TASK STATEMENT: A word-for-word transcript of the closing lines is required: from the one with "of the sandy" through the final line of the data.

RECORDS FOR THIS EXERCISE:
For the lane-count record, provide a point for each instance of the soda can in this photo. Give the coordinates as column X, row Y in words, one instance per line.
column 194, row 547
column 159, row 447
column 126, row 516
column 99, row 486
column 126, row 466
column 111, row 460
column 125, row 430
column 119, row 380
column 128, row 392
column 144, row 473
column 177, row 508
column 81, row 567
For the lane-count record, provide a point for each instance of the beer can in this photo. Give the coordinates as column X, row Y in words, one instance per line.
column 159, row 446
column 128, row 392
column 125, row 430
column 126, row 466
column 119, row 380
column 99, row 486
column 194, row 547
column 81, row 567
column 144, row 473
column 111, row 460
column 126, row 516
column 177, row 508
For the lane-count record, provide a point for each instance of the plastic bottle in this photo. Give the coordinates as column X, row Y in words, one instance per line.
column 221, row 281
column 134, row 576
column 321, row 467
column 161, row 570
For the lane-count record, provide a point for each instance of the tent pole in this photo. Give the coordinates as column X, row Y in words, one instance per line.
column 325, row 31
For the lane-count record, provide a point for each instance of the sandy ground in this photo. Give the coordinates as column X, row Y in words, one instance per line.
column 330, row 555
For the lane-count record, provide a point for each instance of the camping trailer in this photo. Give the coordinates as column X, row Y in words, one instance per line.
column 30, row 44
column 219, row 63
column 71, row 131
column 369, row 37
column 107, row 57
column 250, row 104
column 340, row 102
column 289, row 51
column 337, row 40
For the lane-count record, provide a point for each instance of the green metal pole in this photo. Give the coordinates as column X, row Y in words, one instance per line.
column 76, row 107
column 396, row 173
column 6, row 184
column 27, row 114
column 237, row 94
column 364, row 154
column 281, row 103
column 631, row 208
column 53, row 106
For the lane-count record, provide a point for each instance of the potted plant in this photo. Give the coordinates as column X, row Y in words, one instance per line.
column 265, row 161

RESULT:
For the lane-count record, provide a point for each instance of the sandy ground in this photo. Give the coordinates as column X, row Y in words, one instance per line.
column 330, row 555
For the lane-count record, provide a point for each instance of the camping trailer in this photo. Give the coordinates as column X, row Y in words, one instance per line.
column 30, row 44
column 219, row 63
column 71, row 131
column 369, row 37
column 107, row 57
column 250, row 104
column 340, row 102
column 289, row 51
column 337, row 40
For the lane-count record, provide a point for each instance of the green metal pole in this photo. Give the coordinates as column X, row Y in words, one instance per line.
column 76, row 107
column 396, row 173
column 6, row 184
column 27, row 114
column 237, row 94
column 364, row 154
column 281, row 103
column 631, row 208
column 53, row 106
For the lane-count record, provide a point for each instance of the potted plant in this photo. Give the coordinates as column X, row Y in words, one instance per line.
column 265, row 161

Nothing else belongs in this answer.